___ Extracto del documento

Doce jóvenes madrileños se han liado la manta a la cabeza y se han plantado en Marruecos del 6 al 13 de julio para vivir una experiencia de voluntariado en Asilah. Su nexo en común es la institución educativa Fomento de Centros de Enseñanza, concretamente el colegio de Fomento Aldovea: ocho de ellos van a empezar segundo de bachillerato y los otros cuatro son universitarios, algunos exalumnos de otro colegio de Fomento. Con la ayuda logística previa del padre de uno de los bachilleres, han organizado por cuenta propia esta experiencia: por las mañanas, actividades para los niños y por las tardes, labores de pintura y mantenimiento en la casa parroquial y en un barrio humilde de la ciudad.
Cuando le preguntamos a César, uno de los universitarios coordinadores del grupo, sobre la experiencia que han vivido, ahora que ya han regresado a España, le brotan del corazón estas palabras:

Volver de Marruecos no es simplemente regresar. Es traer un olor que no se puede lavar: a cuero, a comino, a pan recién hecho y a polvo antiguo. Es volver con algo en la piel que no estaba antes, y con algo en el corazón que ya no sabrá marcharse.
Se va con la idea de ayudar. Así lo dicen, así se repite: “Vamos a ayudar”. Pero apenas pasan unas horas, y ese verbo ya no encaja. No se va a enseñar, ni a salvar. Se va a aprender. A recibir. A acompañar sin exigir, a estar sin protagonismo. A mirar con otros ojos. Y se aprende todo eso no con discursos, sino con gestos. Con las manos.

______
___ Datos proporcionados

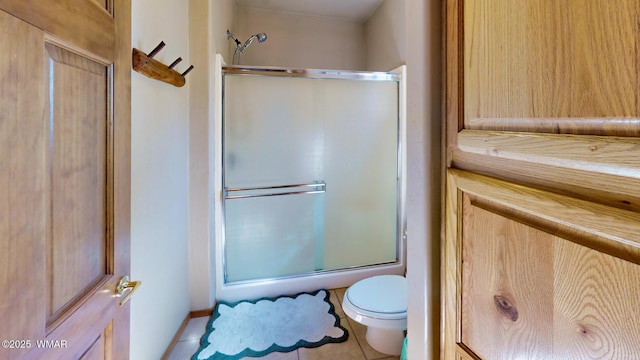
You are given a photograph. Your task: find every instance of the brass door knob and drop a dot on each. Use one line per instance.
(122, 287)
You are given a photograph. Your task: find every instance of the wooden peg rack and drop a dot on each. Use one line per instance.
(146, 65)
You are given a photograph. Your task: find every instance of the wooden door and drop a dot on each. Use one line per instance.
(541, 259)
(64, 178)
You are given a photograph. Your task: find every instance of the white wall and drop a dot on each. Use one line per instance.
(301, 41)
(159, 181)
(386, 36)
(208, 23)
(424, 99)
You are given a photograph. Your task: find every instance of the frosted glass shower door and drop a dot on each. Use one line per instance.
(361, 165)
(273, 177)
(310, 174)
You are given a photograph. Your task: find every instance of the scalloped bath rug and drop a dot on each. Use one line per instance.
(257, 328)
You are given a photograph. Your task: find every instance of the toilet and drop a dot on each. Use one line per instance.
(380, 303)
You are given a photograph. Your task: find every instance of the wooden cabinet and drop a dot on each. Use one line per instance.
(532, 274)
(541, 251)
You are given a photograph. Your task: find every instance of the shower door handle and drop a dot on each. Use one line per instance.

______

Ejercicio planteado: Transcribe tal cual un fragmento del texto sobre el voluntariado en Asilah: empieza en las palabras que contienen "Cuando le preguntamos" y detente después de "Con las manos.". Estos datos no tienen relación alguna con el texto sobre el voluntariado en Asilah.

Resultado completo:
Cuando le preguntamos a César, uno de los universitarios coordinadores del grupo, sobre la experiencia que han vivido, ahora que ya han regresado a España, le brotan del corazón estas palabras:

Volver de Marruecos no es simplemente regresar. Es traer un olor que no se puede lavar: a cuero, a comino, a pan recién hecho y a polvo antiguo. Es volver con algo en la piel que no estaba antes, y con algo en el corazón que ya no sabrá marcharse.
Se va con la idea de ayudar. Así lo dicen, así se repite: “Vamos a ayudar”. Pero apenas pasan unas horas, y ese verbo ya no encaja. No se va a enseñar, ni a salvar. Se va a aprender. A recibir. A acompañar sin exigir, a estar sin protagonismo. A mirar con otros ojos. Y se aprende todo eso no con discursos, sino con gestos. Con las manos.